CONSIGNE 1: Selon l'article sur Crazy Love, une nouvelle de quel écrivain a en partie inspiré le film ?
CONSIGNE 2: Poursuivez l'article sur Crazy Love à la suite de sa dernière phrase.

EXTRAIT SOURCE:
La cinémathèque Royale de Belgique a entrepris d'éditer, en DVD, une dizaine de films flamands réalisés entre 1955 et 1990. Il s'agit de faire ressurgir du passé un cinéma dont certains films ont sombré dans l'oubli. Cette Chronique du cinéma flamand a vu la parution de Mira de Fons Rademakers dont nous vous avons parlé dans le webzine n°68 de janvier 2003. Crazy Love, de Dominique Deruddere, le second titre vient de paraître.
Crazy love de Dominique Deruddere
Le film
Avec Crazy Love (qui porte bien son titre), Dominique Deruddere frappe fort en nous contant l'itinéraire d'Harry Voss un homme qui fait l'apprentissage du divorce existant entre l'idéal et la réalité. L'image qu'on donne d'elle et celle-ci dans toute son opacité. Le premier plan nous montre Harry enfant émerveillé par un film qu'on projette, devant lui, sur un écran de cinéma. Un conte de fée. Une princesse se fait enlever par un prince charmant. Baiser final. The End. Fasciné, Harry vole une photo de promotion du film à l'entrée du cinéma (clin d'oeil à Truffaut ?). Inspiré, en partie, d'une nouvelle de l'écrivain américain Charles Bukowski, Dominique Deruddere nous montre trois nuits dans la vie d'Harry Voss. Trois étapes. La première nous dévoile qu'Harry, enfant, croit que la vie ressemble aux contes de fées. Un ami plus âgé lui démontre le contraire. Dix ans plus tard, en 1962, adolescent boutonneux, Harry découvre que l'amour lorsqu'on souffre d'une disgrâce physique est hasardeux, souvent injuste et que l'alcool procure un oubli salutaire.

LOT D'ITEMS:

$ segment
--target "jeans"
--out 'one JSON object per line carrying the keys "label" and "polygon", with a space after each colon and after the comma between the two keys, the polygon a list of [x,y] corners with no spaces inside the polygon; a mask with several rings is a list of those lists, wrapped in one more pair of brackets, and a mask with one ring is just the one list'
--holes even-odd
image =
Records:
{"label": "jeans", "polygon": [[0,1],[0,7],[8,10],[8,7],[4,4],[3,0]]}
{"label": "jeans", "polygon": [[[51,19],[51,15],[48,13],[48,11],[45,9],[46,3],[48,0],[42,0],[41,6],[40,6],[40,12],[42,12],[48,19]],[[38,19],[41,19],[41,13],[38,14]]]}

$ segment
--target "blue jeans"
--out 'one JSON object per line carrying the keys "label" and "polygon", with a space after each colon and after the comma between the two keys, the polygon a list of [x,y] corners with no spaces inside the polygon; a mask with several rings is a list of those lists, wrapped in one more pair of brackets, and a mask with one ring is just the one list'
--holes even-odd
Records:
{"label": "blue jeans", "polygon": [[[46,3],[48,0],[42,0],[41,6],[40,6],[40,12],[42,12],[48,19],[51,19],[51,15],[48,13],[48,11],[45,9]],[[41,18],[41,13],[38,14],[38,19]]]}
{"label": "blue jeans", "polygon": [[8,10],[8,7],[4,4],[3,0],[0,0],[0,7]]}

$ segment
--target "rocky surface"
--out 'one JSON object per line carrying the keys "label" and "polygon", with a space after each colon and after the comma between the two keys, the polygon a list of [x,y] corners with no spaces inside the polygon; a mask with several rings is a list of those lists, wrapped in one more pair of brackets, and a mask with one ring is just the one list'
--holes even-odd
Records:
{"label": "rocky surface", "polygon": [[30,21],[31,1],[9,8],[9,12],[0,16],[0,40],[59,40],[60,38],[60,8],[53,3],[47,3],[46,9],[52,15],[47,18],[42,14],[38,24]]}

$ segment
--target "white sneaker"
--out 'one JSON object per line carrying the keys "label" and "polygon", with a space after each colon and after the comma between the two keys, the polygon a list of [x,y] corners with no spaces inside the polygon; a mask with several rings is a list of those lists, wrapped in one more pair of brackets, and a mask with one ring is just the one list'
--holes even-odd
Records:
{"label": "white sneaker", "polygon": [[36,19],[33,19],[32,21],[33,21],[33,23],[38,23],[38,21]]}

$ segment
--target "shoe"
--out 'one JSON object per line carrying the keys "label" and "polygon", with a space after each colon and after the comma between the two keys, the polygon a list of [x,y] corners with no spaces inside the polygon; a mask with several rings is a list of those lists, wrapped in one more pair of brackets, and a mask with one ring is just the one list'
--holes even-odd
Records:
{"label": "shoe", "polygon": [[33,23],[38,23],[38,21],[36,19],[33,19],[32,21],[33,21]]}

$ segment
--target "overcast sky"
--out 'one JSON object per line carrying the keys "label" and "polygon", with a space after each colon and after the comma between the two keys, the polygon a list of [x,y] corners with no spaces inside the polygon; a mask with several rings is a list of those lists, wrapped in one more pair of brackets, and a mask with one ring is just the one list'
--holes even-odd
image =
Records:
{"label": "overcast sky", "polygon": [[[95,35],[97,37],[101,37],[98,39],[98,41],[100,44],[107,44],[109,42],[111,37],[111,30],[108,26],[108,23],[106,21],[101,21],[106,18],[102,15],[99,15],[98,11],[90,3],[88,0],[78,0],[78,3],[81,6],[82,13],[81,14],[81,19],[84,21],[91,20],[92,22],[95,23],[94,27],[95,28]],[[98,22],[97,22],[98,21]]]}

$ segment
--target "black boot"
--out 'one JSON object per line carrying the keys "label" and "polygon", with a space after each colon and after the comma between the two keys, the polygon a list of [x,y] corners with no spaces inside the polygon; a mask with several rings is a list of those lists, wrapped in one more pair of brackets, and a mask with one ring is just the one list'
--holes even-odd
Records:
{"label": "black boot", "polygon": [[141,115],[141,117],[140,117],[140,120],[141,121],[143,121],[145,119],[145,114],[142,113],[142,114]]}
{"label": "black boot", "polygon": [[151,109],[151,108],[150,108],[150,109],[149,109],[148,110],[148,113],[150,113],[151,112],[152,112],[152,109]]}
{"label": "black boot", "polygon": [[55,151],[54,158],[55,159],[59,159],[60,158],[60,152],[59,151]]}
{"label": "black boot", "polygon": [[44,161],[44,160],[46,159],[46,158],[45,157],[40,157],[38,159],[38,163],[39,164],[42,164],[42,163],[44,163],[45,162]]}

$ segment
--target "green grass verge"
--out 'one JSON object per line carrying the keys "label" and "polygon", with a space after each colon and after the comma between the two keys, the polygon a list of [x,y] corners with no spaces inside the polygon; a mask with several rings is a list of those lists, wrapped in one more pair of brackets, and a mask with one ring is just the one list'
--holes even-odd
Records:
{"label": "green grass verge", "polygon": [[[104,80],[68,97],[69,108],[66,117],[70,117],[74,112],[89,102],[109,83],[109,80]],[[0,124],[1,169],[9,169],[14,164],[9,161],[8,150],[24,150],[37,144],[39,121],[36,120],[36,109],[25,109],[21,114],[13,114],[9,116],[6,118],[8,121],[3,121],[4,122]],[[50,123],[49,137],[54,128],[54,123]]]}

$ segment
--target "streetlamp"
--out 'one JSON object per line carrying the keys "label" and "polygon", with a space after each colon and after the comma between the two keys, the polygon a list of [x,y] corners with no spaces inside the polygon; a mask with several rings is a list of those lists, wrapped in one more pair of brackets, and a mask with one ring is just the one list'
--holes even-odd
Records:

CORRIGÉ 1: Une nouvelle de l'écrivain américain Charles Bukowski.

CORRIGÉ 2:
En 1976, devenu adulte, Harry rongé par les vicissitudes et les frustrations d'une vie qui n'a rien de féerique en dérobant le corps d'une jeune femme morte ira jusqu'au bout de sa quête d'absolu.
La notoriété du film qui obtient le Prix de la mise en scène au Festival de San Sebastian et le Prix Joseph Plateau permettra à Deruddere de réaliser, deux ans plus tard, Wait until spring bandini, son second long métrage, adapté d'un roman de Joe Fante. La transcription numérique du film est parfaite. Il est vrai qu'on disposait non seulement du négatif d'origine mais aussi d'un contretype positif. C'est le négatif qui a été utilisé. Quand au son mono d'origine il a été restitué. Il est retransmis par les deux canaux dolby.
Le réalisateur
Dominique Deruddere est né à Turnhout le 15 juin 1957. Il réalise, en 1975, Orange Light, en Super 8.Pendant ses études à Sint Lukas (Bruxelles), il réalise Killing Joe, en 16mm, un film de fin d'études couronné par le prix du meilleur court métrage au Festival de Bruxelles 1980. Assistant de Marc Didden pour Brussels by night, il passe devant la caméra dans Istanbul du même Marc Didden, en 1985. Iedereen beroemd (2000), son film le plus récent fera partie des cinq films nominés aux Oscars 2001.
Bonus
- Les Archives de Crazy Love.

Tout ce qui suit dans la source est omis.